Page text -
[START]
1987–89: early career
In early 1986, at the age of 21, Perry moved to San Francisco. As a teenager in San Diego, she had pursued an interest in music, playing the guitar and auditioning for all-girl cover bands. Her arrival in San Francisco would mark the beginning of a career in music, though not before waiting tables, working coat-check, and working at a pizzeria.

In San Francisco, Perry lived in a small, windowless room, and would play her guitar and sing her own songs on city streets. Third Eye Blind frontman Stephan Jenkins, who at the time was also a struggling musician living in San Francisco, later recalled sitting in a room with Perry, who worked as a waitress down the street, performing their original compositions to one another. The two played each other early versions of "Semi-Charmed Life" and "What's Up?", both of which would become massive hits for their respective bands. It would be decades later that Jenkins realized the songs performed in that private session would sell a combined 17 million records.

1989–95: 4 Non Blondes
After some time spent performing solo at Bay Area clubs and coffeehouses, Perry composed her first professional song, called "Down On Your Face," and was recruited into the band 4 Non Blondes by its founder Christa Hillhouse in the middle of 1989. After several years of playing locally and negotiating with various record companies, the band finally signed with Interscope Records and released its debut album, Bigger, Better, Faster, More! on October 9, 1992. The album, featuring Perry as lead singer and dominated by her compositions, was an immediate success and spawned a hit single, the Perry-penned "What's Up?" (often erroneously called "What's Going On?" after its prominent chorus lyric).
[END]
Given entries -
[START]
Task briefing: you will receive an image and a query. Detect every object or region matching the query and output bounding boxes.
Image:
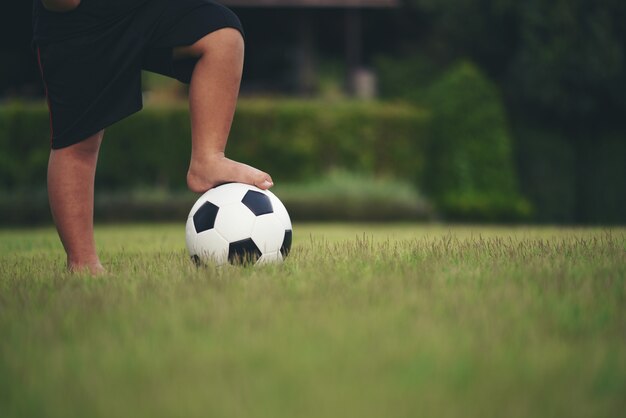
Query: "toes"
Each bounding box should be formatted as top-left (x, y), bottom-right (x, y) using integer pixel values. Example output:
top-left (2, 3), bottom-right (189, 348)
top-left (254, 173), bottom-right (274, 190)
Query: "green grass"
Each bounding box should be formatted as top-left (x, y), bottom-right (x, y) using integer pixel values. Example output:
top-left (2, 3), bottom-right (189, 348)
top-left (0, 224), bottom-right (626, 418)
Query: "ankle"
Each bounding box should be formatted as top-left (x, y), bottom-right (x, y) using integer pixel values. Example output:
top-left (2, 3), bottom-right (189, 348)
top-left (67, 261), bottom-right (106, 276)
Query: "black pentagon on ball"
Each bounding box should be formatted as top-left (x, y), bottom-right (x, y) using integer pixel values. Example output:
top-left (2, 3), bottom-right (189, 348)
top-left (228, 238), bottom-right (261, 264)
top-left (191, 255), bottom-right (202, 267)
top-left (280, 229), bottom-right (293, 258)
top-left (241, 190), bottom-right (274, 216)
top-left (193, 202), bottom-right (220, 234)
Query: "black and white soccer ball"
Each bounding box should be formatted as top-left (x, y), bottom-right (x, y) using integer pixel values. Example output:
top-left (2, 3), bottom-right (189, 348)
top-left (186, 183), bottom-right (292, 265)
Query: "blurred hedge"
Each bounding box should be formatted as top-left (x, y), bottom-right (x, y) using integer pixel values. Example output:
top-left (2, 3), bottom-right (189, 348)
top-left (377, 59), bottom-right (532, 221)
top-left (0, 97), bottom-right (530, 221)
top-left (0, 171), bottom-right (434, 226)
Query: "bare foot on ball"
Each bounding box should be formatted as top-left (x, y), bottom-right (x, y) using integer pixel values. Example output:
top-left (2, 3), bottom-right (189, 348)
top-left (187, 154), bottom-right (274, 193)
top-left (67, 262), bottom-right (107, 276)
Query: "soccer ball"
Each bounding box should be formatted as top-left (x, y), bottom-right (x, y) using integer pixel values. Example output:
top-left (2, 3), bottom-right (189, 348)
top-left (186, 183), bottom-right (292, 265)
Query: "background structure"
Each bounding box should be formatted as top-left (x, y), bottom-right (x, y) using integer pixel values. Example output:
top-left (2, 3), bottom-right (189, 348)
top-left (0, 0), bottom-right (626, 224)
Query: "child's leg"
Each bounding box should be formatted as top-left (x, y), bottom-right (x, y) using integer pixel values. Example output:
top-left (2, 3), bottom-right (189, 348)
top-left (48, 131), bottom-right (104, 274)
top-left (174, 28), bottom-right (273, 192)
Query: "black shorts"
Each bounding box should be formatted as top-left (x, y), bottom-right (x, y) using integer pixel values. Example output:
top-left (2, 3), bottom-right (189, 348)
top-left (33, 0), bottom-right (243, 149)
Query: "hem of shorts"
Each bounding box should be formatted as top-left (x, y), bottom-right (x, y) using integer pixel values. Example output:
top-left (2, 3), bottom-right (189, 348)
top-left (156, 5), bottom-right (246, 48)
top-left (50, 104), bottom-right (143, 150)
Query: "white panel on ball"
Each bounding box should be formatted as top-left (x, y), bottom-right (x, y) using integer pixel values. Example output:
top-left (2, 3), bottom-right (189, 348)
top-left (256, 251), bottom-right (283, 265)
top-left (185, 219), bottom-right (199, 255)
top-left (194, 229), bottom-right (228, 264)
top-left (266, 190), bottom-right (291, 229)
top-left (215, 203), bottom-right (256, 242)
top-left (251, 213), bottom-right (285, 254)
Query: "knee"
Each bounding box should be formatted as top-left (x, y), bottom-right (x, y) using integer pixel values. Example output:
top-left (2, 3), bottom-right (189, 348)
top-left (196, 28), bottom-right (245, 56)
top-left (62, 132), bottom-right (104, 158)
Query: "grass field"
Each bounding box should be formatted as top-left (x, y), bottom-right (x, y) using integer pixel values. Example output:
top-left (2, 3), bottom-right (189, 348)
top-left (0, 224), bottom-right (626, 418)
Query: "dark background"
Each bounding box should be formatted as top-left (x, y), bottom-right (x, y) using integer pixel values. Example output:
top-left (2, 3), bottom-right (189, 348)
top-left (0, 0), bottom-right (626, 224)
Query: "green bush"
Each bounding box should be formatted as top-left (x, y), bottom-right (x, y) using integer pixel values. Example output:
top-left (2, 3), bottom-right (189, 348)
top-left (0, 100), bottom-right (430, 190)
top-left (0, 171), bottom-right (434, 226)
top-left (422, 63), bottom-right (531, 221)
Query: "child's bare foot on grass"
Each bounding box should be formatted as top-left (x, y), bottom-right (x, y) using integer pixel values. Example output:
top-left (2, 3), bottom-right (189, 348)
top-left (187, 154), bottom-right (274, 193)
top-left (67, 263), bottom-right (107, 276)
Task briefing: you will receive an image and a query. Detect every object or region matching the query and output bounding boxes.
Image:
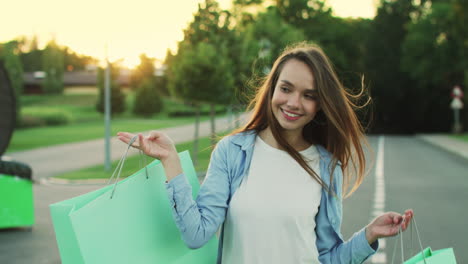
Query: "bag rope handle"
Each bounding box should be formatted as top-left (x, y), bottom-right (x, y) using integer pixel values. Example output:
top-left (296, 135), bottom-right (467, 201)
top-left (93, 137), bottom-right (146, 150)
top-left (107, 135), bottom-right (149, 199)
top-left (392, 216), bottom-right (427, 264)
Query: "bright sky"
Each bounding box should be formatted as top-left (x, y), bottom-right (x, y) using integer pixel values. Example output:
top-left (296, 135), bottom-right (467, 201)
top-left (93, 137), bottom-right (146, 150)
top-left (0, 0), bottom-right (376, 66)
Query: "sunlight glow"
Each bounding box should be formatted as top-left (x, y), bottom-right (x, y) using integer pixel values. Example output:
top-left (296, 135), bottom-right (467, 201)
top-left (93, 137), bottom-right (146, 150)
top-left (0, 0), bottom-right (374, 67)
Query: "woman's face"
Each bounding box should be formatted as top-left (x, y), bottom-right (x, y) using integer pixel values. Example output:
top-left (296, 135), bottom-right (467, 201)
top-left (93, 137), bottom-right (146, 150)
top-left (271, 59), bottom-right (320, 135)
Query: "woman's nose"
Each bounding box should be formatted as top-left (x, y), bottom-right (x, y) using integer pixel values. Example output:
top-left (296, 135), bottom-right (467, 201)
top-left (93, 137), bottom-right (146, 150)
top-left (287, 95), bottom-right (300, 108)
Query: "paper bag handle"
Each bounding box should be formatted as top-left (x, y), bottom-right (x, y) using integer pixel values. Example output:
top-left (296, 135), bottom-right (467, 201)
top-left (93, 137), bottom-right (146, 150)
top-left (107, 135), bottom-right (148, 199)
top-left (392, 215), bottom-right (427, 264)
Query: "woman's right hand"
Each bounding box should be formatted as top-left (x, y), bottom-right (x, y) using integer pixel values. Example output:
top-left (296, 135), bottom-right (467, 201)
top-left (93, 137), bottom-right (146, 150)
top-left (117, 131), bottom-right (178, 162)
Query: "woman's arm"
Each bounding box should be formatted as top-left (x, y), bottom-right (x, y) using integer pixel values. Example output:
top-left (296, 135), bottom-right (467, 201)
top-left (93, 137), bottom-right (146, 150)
top-left (316, 164), bottom-right (413, 264)
top-left (118, 131), bottom-right (230, 248)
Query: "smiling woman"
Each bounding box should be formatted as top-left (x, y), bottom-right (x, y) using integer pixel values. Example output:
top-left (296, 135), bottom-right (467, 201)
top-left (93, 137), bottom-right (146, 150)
top-left (118, 43), bottom-right (413, 264)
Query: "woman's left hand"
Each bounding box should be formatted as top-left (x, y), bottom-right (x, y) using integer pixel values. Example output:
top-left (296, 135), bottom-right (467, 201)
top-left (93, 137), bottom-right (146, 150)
top-left (366, 209), bottom-right (414, 245)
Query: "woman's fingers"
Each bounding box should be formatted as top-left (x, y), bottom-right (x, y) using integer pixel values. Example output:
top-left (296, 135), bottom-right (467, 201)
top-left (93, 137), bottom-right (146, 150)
top-left (117, 132), bottom-right (139, 148)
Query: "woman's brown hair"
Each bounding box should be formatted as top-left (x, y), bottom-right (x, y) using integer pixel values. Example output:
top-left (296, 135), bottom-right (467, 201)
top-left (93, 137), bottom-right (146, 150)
top-left (231, 43), bottom-right (370, 196)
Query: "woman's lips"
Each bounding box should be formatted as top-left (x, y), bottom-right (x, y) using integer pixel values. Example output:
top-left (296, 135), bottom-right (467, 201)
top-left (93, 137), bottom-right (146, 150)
top-left (281, 109), bottom-right (301, 121)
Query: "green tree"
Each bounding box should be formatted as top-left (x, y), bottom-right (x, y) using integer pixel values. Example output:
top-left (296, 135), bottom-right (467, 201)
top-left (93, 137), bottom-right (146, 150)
top-left (133, 79), bottom-right (163, 117)
top-left (96, 63), bottom-right (125, 114)
top-left (244, 6), bottom-right (306, 76)
top-left (401, 1), bottom-right (468, 131)
top-left (366, 1), bottom-right (421, 133)
top-left (62, 47), bottom-right (98, 71)
top-left (42, 40), bottom-right (65, 94)
top-left (0, 41), bottom-right (24, 120)
top-left (130, 54), bottom-right (156, 88)
top-left (168, 0), bottom-right (234, 163)
top-left (0, 41), bottom-right (24, 97)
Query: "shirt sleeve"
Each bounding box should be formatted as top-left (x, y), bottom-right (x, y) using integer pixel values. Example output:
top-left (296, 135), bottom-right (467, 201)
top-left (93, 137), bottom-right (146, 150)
top-left (316, 162), bottom-right (379, 264)
top-left (166, 139), bottom-right (230, 249)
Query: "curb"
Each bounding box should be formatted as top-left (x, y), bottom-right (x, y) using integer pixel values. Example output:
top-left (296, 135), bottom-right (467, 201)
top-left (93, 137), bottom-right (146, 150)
top-left (416, 134), bottom-right (468, 161)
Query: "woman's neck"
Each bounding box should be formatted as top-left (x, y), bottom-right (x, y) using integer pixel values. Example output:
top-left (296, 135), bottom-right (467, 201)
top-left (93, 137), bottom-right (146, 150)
top-left (258, 127), bottom-right (310, 151)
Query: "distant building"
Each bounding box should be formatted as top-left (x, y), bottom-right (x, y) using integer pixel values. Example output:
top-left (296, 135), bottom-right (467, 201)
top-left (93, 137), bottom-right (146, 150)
top-left (23, 68), bottom-right (130, 94)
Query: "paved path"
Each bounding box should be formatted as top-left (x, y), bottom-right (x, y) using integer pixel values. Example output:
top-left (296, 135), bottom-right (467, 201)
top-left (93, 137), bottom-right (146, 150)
top-left (7, 115), bottom-right (249, 181)
top-left (0, 122), bottom-right (468, 264)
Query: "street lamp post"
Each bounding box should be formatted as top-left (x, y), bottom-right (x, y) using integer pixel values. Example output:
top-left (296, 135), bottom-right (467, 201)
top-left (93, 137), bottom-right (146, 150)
top-left (450, 85), bottom-right (463, 134)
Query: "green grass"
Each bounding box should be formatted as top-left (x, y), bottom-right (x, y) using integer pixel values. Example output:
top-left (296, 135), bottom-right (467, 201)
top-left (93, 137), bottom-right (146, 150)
top-left (7, 87), bottom-right (229, 153)
top-left (452, 134), bottom-right (468, 142)
top-left (7, 116), bottom-right (216, 153)
top-left (55, 137), bottom-right (219, 180)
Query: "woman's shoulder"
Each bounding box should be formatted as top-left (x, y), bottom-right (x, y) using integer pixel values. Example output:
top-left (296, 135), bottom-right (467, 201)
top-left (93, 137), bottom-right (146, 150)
top-left (218, 130), bottom-right (257, 147)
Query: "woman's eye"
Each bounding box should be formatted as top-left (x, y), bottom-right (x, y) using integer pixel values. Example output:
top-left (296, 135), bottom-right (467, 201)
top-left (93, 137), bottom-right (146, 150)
top-left (280, 87), bottom-right (289, 93)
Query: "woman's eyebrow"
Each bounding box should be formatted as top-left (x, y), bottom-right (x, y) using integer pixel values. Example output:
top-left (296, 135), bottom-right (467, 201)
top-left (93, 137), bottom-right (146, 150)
top-left (281, 80), bottom-right (317, 93)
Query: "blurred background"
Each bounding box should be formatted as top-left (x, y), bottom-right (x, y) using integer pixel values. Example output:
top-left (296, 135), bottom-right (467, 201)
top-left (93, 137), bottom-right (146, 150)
top-left (0, 0), bottom-right (468, 263)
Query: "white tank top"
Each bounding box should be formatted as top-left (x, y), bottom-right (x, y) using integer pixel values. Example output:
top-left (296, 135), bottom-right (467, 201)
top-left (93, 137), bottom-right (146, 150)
top-left (222, 136), bottom-right (322, 264)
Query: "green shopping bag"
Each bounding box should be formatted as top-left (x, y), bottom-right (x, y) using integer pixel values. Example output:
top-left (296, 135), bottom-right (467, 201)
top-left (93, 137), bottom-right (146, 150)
[END]
Aim A -
In the Perry biography, which record label did 4 Non Blondes sign with?
Aim B -
Please carry on the Perry biography from its last sentence.
The material comes from a different source than the Perry biography.

Answer A -
Interscope Records.

Answer B -
In February 1994, Perry had a solo appearance in Roger Daltrey's production, album and video A Celebration: The Music of Pete Townshend and The Who. She shared the stage with the Juilliard Orchestra and members of The Who as she sang "Doctor Jimmy", "Acid Queen", "I'm Free" (in a duet with Roger Daltrey), and the encore for "Join Together" with original The Who members John Entwistle and Pete Townshend. In 1994, a CD and a VHS video of the shows were issued with the songs "Doctor Jimmy" and "I'm Free", while in 1998 a DVD was released with the song "I'm Free" only.

In 1994, Perry co-wrote with veteran singer/songwriter Janis Ian her song "Berlin", included on the 1995 album Revenge.

In June 1994, 4 Non Blondes guitarist Roger Rocha was replaced by Concrete Blonde member Jim Mankey, who had just played for Van Halen's cover "I'm the One" recorded as the theme from the movie Airheads. During sessions at Interscope studios in Los Angeles, the band struggled to come up with a followup to Bigger, and Perry left the band during the attempt to pursue a solo career. The band recorded one last video, for a cover of Led Zeppelin's "Misty Mountain Hop" with Dave Navarro on guitar.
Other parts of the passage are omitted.